**What this task involves:** Which lines in the items below contain the word "wheel"? Pick out and copy each of them, treating uppercase and lowercase as different.

**Extracted information:**

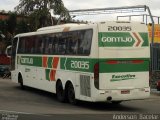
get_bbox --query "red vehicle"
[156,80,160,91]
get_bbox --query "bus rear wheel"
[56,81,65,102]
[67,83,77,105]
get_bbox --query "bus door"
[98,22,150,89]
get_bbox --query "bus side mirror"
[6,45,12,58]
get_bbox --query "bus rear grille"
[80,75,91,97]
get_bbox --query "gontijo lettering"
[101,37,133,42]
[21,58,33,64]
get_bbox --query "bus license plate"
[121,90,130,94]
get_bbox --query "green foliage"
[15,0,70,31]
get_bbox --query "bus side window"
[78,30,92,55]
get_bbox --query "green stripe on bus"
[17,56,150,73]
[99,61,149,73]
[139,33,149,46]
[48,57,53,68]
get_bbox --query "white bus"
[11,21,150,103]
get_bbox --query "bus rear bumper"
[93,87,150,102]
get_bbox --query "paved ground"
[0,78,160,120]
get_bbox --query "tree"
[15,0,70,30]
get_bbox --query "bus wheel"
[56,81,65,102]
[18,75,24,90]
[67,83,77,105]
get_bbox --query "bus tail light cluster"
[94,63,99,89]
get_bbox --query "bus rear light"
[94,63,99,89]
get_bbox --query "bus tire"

...

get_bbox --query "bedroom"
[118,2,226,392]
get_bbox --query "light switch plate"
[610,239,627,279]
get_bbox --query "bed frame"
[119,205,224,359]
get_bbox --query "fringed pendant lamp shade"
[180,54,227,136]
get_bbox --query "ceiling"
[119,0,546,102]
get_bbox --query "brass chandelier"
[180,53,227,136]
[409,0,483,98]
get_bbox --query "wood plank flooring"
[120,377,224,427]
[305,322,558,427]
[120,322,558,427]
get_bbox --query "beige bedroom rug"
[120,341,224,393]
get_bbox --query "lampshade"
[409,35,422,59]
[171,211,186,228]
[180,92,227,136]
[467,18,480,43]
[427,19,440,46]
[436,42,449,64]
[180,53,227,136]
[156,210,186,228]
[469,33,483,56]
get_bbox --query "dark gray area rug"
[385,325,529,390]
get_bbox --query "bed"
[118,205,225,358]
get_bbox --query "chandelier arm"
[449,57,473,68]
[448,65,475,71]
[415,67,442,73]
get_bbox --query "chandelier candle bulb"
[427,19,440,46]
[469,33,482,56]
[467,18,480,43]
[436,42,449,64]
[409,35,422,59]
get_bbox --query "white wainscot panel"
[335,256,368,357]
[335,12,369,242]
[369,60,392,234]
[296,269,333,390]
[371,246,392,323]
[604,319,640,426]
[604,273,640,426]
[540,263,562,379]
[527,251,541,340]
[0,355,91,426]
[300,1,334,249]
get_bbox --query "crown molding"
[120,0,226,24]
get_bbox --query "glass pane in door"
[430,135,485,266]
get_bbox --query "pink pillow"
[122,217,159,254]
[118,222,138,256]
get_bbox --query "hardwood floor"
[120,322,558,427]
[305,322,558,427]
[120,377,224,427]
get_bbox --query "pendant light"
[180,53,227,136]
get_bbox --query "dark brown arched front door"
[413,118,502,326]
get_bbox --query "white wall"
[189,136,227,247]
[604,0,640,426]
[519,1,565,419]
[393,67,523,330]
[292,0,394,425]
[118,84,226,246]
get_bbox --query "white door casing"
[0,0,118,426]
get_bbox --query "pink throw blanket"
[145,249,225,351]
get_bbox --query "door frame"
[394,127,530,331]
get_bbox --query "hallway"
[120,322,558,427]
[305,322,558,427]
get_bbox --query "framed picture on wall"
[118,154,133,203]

--

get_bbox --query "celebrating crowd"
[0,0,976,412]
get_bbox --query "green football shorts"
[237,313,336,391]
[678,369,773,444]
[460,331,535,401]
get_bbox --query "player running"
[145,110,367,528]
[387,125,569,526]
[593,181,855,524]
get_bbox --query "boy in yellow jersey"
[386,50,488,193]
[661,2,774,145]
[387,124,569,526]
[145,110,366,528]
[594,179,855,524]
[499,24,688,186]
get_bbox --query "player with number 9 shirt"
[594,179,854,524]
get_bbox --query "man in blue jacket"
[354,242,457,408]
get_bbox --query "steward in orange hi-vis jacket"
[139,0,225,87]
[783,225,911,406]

**Exercise solution:**
get_bbox --query "bus rear wheel"
get_bbox --query "bus wheel"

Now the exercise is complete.